> WHAT YOU NEED TO DO:
**A.** Quote everything in the article on soil water infiltration from "A meta-analysis, Basche" down to "from six continents.".
**B.** Answer these questions using the article on soil water infiltration:
(i) According to the USDA, how many acres were reported as prevented plant?
(ii) At which university is Andrea Basche an assistant professor?
(iii) How many studies did the meta-analysis include?
==== DOCUMENT ====
Written By Laura Barrera and first published on Agfuse.com
Many farmers across the U.S. experienced wet weather last growing season. According to NOAA, the 12-month period between July 2018 and June 2019 set the precipitation record in the U.S. with an average 37.86 inches per month — 7.9 inches above average. The result of all that rain had a negative impact on growers. The USDA says that more than 19.6 million acres were reported as prevented plant, with the RMA paying out roughly $4.26 billion in claims related to flooding and excess moisture. One way to help manage these high rainfall events is to improve soil water infiltration — the faster it can enter the soil, the less likely it will pond or run off the farm, taking valuable soil and nutrients with it.
But what are the best practices for increasing water infiltration rates? University of Nebraska-Lincoln (UNL) assistant professor of agronomy and horticulture Andrea Basche set out to find just that. Along with Marcia DeLonge, Union of Concerned Scientists’ research director and senior scientist of food and environment, Basche conducted a meta-analysis that analyzed the effects of no-till, cover crops, crop rotations, perennial plantings and cropland grazing on infiltration rates.
A meta-analysis, Basche explains, is a research approach to carefully combine results from many experiments to look for broader patterns. Their metaanalysis included 89 studies from six continents.
==== PROVIDED DATA ====
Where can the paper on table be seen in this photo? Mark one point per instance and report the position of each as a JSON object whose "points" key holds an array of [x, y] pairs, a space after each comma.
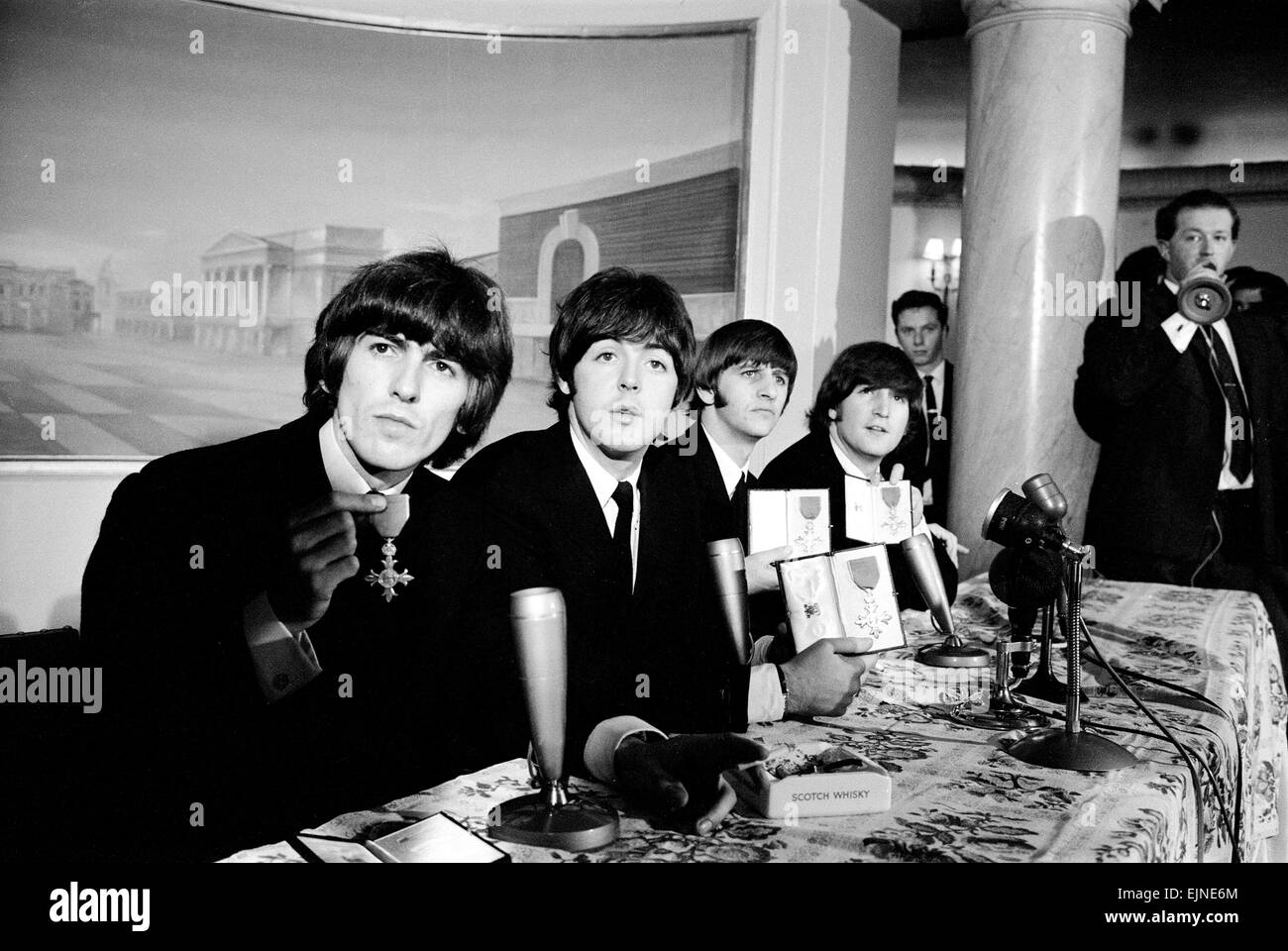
====
> RESPONSES IN ORDER:
**A.**
A meta-analysis, Basche explains, is a research approach to carefully combine results from many experiments to look for broader patterns. Their metaanalysis included 89 studies from six continents.

**B.**
(i) More than 19.6 million acres.
(ii) The University of Nebraska-Lincoln.
(iii) 89 studies.